EXERCISE: Print every row below verbatim, omitting any picture from the output.

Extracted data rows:
>>>>>

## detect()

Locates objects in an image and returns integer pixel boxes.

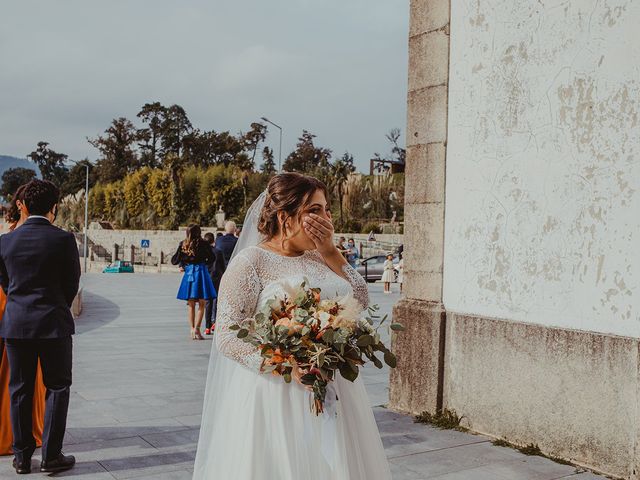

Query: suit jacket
[216,233,238,265]
[0,218,80,339]
[207,245,227,292]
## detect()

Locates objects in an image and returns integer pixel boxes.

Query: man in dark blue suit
[204,232,227,335]
[216,221,238,265]
[0,180,80,473]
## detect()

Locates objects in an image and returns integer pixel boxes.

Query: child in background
[382,254,394,293]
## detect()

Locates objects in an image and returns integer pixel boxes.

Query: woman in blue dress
[171,224,217,340]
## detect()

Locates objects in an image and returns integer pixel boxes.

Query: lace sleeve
[215,255,262,373]
[342,263,369,309]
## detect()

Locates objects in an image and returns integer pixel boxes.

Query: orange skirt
[0,289,46,455]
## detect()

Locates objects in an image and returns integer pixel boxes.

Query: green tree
[180,165,203,223]
[27,142,69,187]
[62,158,97,195]
[89,183,107,220]
[386,128,407,163]
[0,167,36,201]
[161,105,193,157]
[89,117,139,183]
[199,165,245,222]
[260,147,276,177]
[332,152,356,225]
[183,130,246,167]
[283,130,331,179]
[146,169,172,219]
[138,102,167,168]
[104,180,127,227]
[124,167,151,217]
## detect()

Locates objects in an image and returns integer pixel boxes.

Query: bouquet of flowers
[230,280,404,415]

<<<<<

PROBLEM SOLUTION:
## detect()

Locates objects in an image and returns integer pixel boxes.


Query: suit jacket
[216,233,238,265]
[0,218,80,339]
[207,245,227,292]
## detect()

Locates objects in an image and returns integer pixel boxes.

Query: man in dark blue suit
[204,232,227,335]
[216,221,238,265]
[0,180,80,473]
## detect()

Locates objects in an image and returns integer pixel boxes.

Query: child in background
[382,254,394,293]
## detect()

Locates objects in an image and returns integer pixel boxes.

Query: woman in blue dress
[171,224,217,340]
## detect()

Locates objects in an image and returns integer pixel boxes.

Query: lace sleeve
[215,255,262,373]
[342,263,369,309]
## detect()

Locates objects in an image and returns integer pixel boxes.

Query: orange skirt
[0,289,46,455]
## detect()

Locates objects in an image and returns integer pixel boxes.

Query: green tree
[180,165,203,223]
[27,142,69,187]
[62,158,97,195]
[89,183,107,220]
[386,128,407,163]
[0,167,36,201]
[161,105,193,157]
[89,117,139,183]
[199,165,245,222]
[260,147,276,177]
[332,152,356,225]
[183,130,246,167]
[283,130,331,179]
[146,169,172,219]
[138,102,167,168]
[104,180,127,227]
[124,167,151,217]
## detect()

Locates objects in an image and returns integer pixel boxes.

Query: bouquet of flowers
[230,280,404,415]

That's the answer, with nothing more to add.